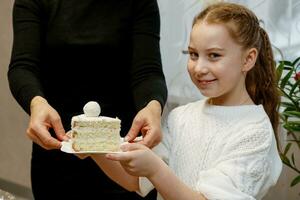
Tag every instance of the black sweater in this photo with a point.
(74, 51)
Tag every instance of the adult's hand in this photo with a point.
(137, 160)
(148, 122)
(42, 118)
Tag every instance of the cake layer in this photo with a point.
(95, 133)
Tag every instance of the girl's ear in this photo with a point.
(249, 59)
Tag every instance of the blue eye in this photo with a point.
(193, 56)
(213, 55)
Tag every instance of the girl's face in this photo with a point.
(216, 64)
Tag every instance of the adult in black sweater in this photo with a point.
(68, 52)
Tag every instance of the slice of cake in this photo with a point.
(91, 132)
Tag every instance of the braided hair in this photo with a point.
(244, 28)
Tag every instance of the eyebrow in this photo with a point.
(209, 49)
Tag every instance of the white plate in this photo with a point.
(66, 146)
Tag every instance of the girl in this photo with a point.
(222, 147)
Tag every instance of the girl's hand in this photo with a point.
(137, 160)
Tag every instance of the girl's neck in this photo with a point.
(245, 100)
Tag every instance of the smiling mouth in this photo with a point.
(206, 82)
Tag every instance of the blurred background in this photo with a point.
(280, 18)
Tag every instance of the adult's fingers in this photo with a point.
(151, 138)
(135, 128)
(45, 138)
(58, 128)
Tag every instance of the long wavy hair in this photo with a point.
(244, 28)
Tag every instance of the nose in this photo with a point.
(201, 67)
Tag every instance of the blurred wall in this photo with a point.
(15, 148)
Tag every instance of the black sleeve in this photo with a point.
(23, 73)
(148, 81)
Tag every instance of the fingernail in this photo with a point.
(126, 138)
(122, 147)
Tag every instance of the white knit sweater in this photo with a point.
(224, 152)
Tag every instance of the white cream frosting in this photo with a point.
(92, 109)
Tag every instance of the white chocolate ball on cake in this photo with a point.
(92, 109)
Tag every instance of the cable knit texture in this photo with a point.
(224, 152)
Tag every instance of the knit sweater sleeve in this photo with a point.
(162, 150)
(147, 78)
(243, 171)
(23, 73)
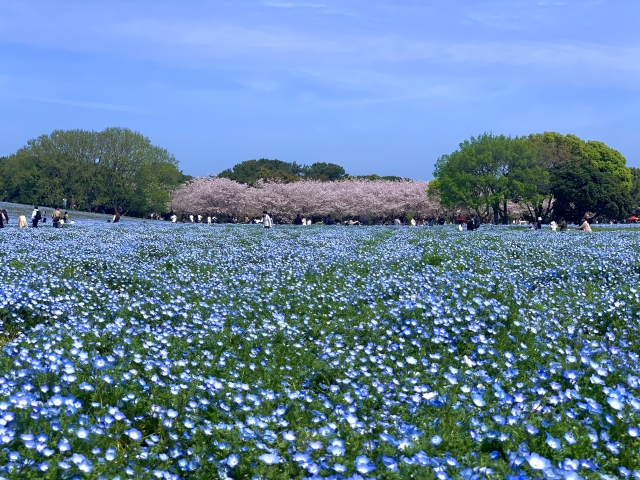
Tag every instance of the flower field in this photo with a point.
(154, 350)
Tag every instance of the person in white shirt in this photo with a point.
(267, 221)
(35, 217)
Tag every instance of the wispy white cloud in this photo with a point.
(293, 5)
(77, 103)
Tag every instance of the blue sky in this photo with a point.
(375, 86)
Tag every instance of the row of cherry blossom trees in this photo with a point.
(343, 199)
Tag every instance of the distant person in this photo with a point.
(538, 224)
(584, 226)
(56, 216)
(470, 224)
(267, 221)
(563, 224)
(36, 216)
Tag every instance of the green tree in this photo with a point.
(531, 177)
(116, 167)
(327, 172)
(635, 187)
(583, 187)
(250, 171)
(477, 174)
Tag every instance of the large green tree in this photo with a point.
(550, 174)
(250, 171)
(594, 183)
(116, 166)
(477, 175)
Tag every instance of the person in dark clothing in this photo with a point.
(563, 224)
(36, 216)
(470, 224)
(55, 218)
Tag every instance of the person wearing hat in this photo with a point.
(585, 227)
(35, 217)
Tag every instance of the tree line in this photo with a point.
(347, 199)
(548, 175)
(114, 167)
(251, 171)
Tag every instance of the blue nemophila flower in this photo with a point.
(537, 462)
(364, 465)
(270, 458)
(478, 400)
(553, 442)
(133, 434)
(110, 454)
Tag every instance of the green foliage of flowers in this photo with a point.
(155, 350)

....

Copy each line of the records precisely and drop any images they hold.

**Answer to the problem**.
Tag every instance of the black sweater in this photo with a point.
(74, 51)
Tag every instance of the adult's hand in this photo with a point.
(137, 160)
(148, 122)
(42, 118)
Tag every instance of the cake layer in this photo with a point.
(95, 133)
Tag every instance of the girl's ear in this photo with a point.
(249, 59)
Tag every instance of the blue eye in this photo with a point.
(193, 56)
(213, 55)
Tag every instance of the girl's face in this photo with a point.
(216, 64)
Tag every instance of the adult in black sweater in this photo with a point.
(68, 52)
Tag every instance of the slice of cake in this photo with a point.
(91, 132)
Tag every instance of the braided hair in this photo with a point.
(244, 28)
Tag every instance of the eyebrow in this photo with a point.
(209, 49)
Tag every instance of the white plate in this photo with a point.
(66, 146)
Tag every instance of the girl in this photo with a point.
(222, 147)
Tag every instance of the girl's hand in this photo with a point.
(137, 160)
Tag every instance of the girl's neck in this photo with a point.
(245, 100)
Tag every instance of the smiling mouth in this photo with a point.
(206, 82)
Tag every instance of the blurred background in this photo with a point.
(280, 18)
Tag every instance of the adult's fingers in this photo with a point.
(151, 138)
(135, 128)
(45, 138)
(58, 128)
Tag every instance of the long wavy hair in this photo with a point.
(244, 28)
Tag every instance of the nose in this photo with a point.
(201, 67)
Tag every instance of the blurred wall in this photo with a point.
(15, 148)
Tag every instance of the black sleeve in this photo with a point.
(23, 73)
(148, 81)
Tag every instance of the fingernail in this photo with a point.
(126, 138)
(122, 147)
Tag every instance of the white knit sweater in this photo with a point.
(224, 152)
Tag every instance of the white cream frosting in this photo with a point.
(92, 109)
Tag every instance of the white chocolate ball on cake in this photo with a point.
(92, 109)
Tag every instance of the cable knit texture in this photo with a point.
(224, 152)
Tag every instance of the knit sweater sleeve in this photo with a point.
(162, 150)
(147, 78)
(243, 171)
(23, 73)
Tag every instance of the flower field in this photo with a point.
(154, 350)
Tag every instance of the person in white shirt in this photo with a point.
(267, 221)
(35, 217)
Tag every instance of the wispy white cloud in this photo with a point.
(293, 5)
(77, 103)
Tag every instance of the blue sky in this photo with a point.
(375, 86)
Tag every instance of the row of cherry blossom trees in this photo with a point.
(343, 199)
Tag every instance of the distant person in this photo with a point.
(538, 224)
(584, 226)
(56, 216)
(470, 224)
(267, 221)
(563, 224)
(36, 216)
Tag every instance of the green tree in this photo with a point.
(531, 177)
(116, 167)
(327, 172)
(635, 187)
(583, 187)
(250, 171)
(477, 174)
Tag every instance of the large green tree in this photo with a point.
(550, 174)
(250, 171)
(594, 183)
(116, 166)
(477, 175)
Tag every instance of the person in dark clothing in this photo with a point.
(563, 224)
(36, 216)
(470, 224)
(55, 218)
Tag every instance of the person wearing hat in this photo with a point.
(585, 227)
(35, 217)
Tag every instance of the tree line in this photo with a point.
(347, 199)
(548, 175)
(114, 167)
(251, 171)
Tag every instance of the blue nemophila flower in this photo with a point.
(537, 462)
(364, 465)
(270, 458)
(478, 400)
(553, 442)
(133, 434)
(110, 454)
Tag every instance of the green foliage of flowers in this photo with a point.
(155, 350)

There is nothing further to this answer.